* Work to be completed
Can you duplicate the part of the travel account below, starting with "From here the" and going on through "the customers food!", word for word?

* Selected text

--- start ---

New Year’s Day dawned bright and sunny and we were soon off. Not long out of Na Klang we saw a Thai monk’s ordination procession. We had actually seen one quite like it near Kanchanaburi. At that one the monk was on a donkey and all the people in the procession were walking. This one was more 20th century. The monk was on the back of a truck and another truck behind it had a huge sound system blaring out music. Lots of people on the back of other trucks were dancing away to the music. A bizarre sight I must admit.
From here the scenery got much drier and more barren, but still very picturesque. There were rocky outcrops of limestone dotted about. About here we took a small detour to Phu Phra Bat Historical Park. We had not idea what was there but it seemed a good idea at the time. The place itself was at the top of a small forested hill. Fortunately there was an informative information centre and well marked trails. It had been inhabited 3,000 years ago and there were still some cave painting visible. It had also been important in times since then as there were Buddhist and Hindu shrines located in strange monolithic rock formations. Interesting little spot
We had lunch in one small place which had a pet parrot who delighted in stealing the customers food!
From here it was just a couple of hours back to Nong Khai. After being impressed with Mut Mee guesthouse when we first arrived here a few days previously we decided to check in. We weren’t disappointed. The place had the look of an old large villa and the rooms had been very tastefully decorated. They also had a shady garden where many tourists were hanging out. I had to make the comparison with when I was in the area 18 years ago when I first started travelling in Asia. Around that time at any guesthouse you would see travellers hanging out, dressed like hippies with long hair, bedraggled clothes etc. Then, like now, most people came through Nong Khai as a jumping off point for Laos. Back in those days, before the Friendship Bridge, there was a sign at the ferry terminal with a list of people who would not be allowed into Laos. These included: men with earrings, men with over collar length hair, people with flared trousers (I kid you not). The list went on. Nowadays, however, the Lao immigration people need not worry, the travellers are more likely to be much better turned out and those in the guesthouses are more likely to be tapping on laptops rather than tripping on exotic substances. One thing that never changes though is the sight of someone poring over their well-thumbed copy of lonely planet planning the next stage of their journey.

--- end ---

* Dataset rows
--- start ---

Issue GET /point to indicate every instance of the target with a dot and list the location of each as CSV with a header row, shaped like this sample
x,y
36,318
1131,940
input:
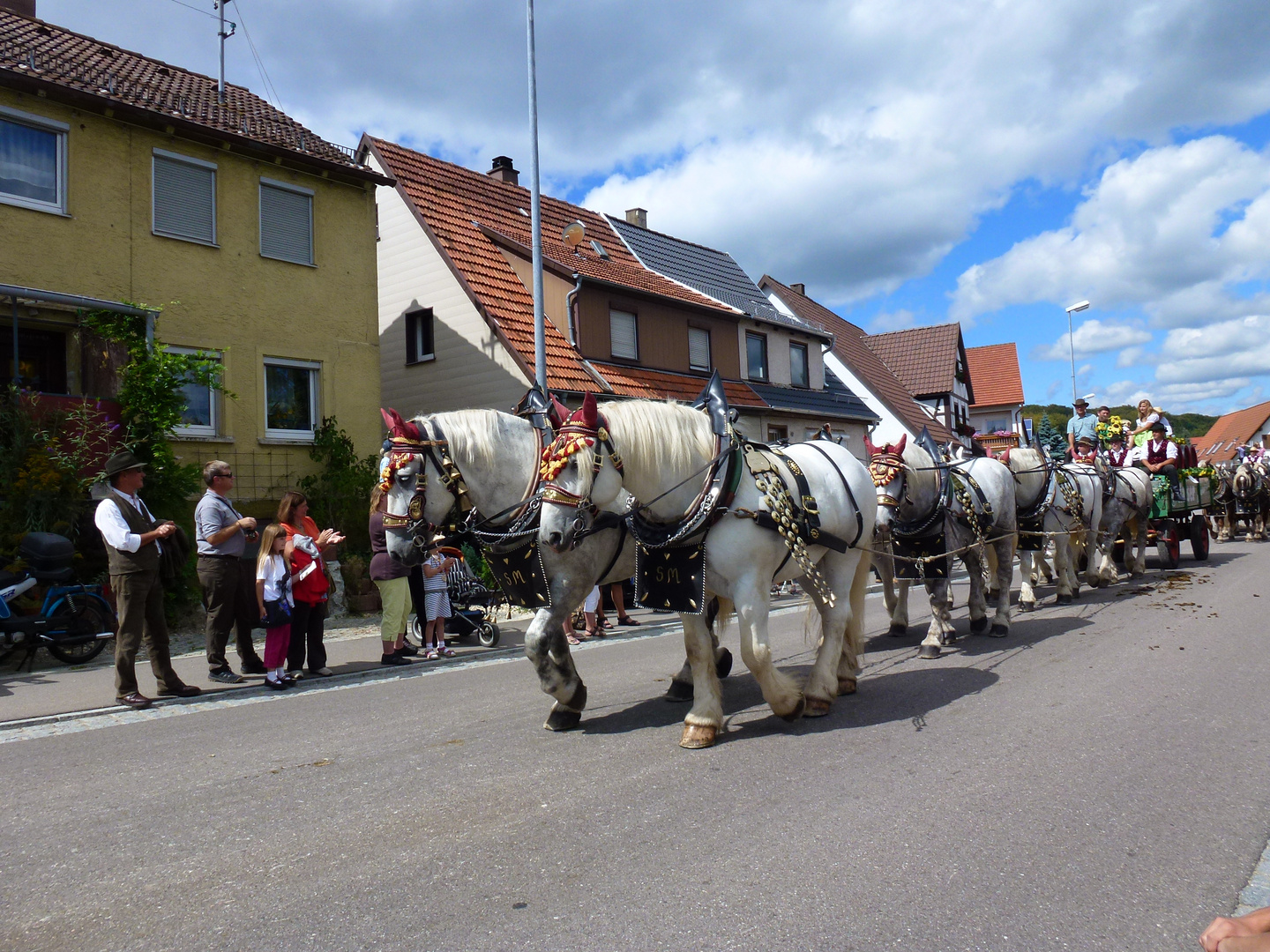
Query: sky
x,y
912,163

--- end ---
--- start ---

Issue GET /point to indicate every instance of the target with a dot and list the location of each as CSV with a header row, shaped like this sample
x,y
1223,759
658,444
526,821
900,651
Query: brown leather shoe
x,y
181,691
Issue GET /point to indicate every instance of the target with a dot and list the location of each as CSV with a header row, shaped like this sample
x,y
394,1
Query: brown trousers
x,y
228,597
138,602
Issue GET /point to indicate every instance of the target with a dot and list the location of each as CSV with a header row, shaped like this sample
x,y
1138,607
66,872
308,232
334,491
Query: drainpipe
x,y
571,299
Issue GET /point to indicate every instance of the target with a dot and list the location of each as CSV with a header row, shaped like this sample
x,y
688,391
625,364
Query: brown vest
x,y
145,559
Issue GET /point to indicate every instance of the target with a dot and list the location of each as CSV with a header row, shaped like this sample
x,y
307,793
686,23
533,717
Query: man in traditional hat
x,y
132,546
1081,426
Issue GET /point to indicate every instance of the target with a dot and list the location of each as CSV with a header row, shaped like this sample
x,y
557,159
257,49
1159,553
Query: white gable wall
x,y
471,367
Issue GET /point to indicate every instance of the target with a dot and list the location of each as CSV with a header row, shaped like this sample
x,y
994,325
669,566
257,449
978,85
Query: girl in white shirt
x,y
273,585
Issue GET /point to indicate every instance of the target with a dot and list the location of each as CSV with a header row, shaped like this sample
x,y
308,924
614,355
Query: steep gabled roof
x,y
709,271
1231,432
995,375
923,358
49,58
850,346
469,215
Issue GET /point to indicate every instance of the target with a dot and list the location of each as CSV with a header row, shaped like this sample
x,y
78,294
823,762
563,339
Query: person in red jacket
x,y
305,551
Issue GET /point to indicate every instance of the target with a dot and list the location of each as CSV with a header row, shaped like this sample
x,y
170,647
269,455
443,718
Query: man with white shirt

--- end ---
--- start ---

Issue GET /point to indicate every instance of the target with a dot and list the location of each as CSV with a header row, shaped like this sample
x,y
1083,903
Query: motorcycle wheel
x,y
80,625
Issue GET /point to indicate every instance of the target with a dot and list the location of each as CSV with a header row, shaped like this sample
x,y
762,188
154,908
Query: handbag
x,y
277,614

--- end ---

* Complete answer
From here the scenery got much drier and more barren, but still very picturesque. There were rocky outcrops of limestone dotted about. About here we took a small detour to Phu Phra Bat Historical Park. We had not idea what was there but it seemed a good idea at the time. The place itself was at the top of a small forested hill. Fortunately there was an informative information centre and well marked trails. It had been inhabited 3,000 years ago and there were still some cave painting visible. It had also been important in times since then as there were Buddhist and Hindu shrines located in strange monolithic rock formations. Interesting little spot
We had lunch in one small place which had a pet parrot who delighted in stealing the customers food!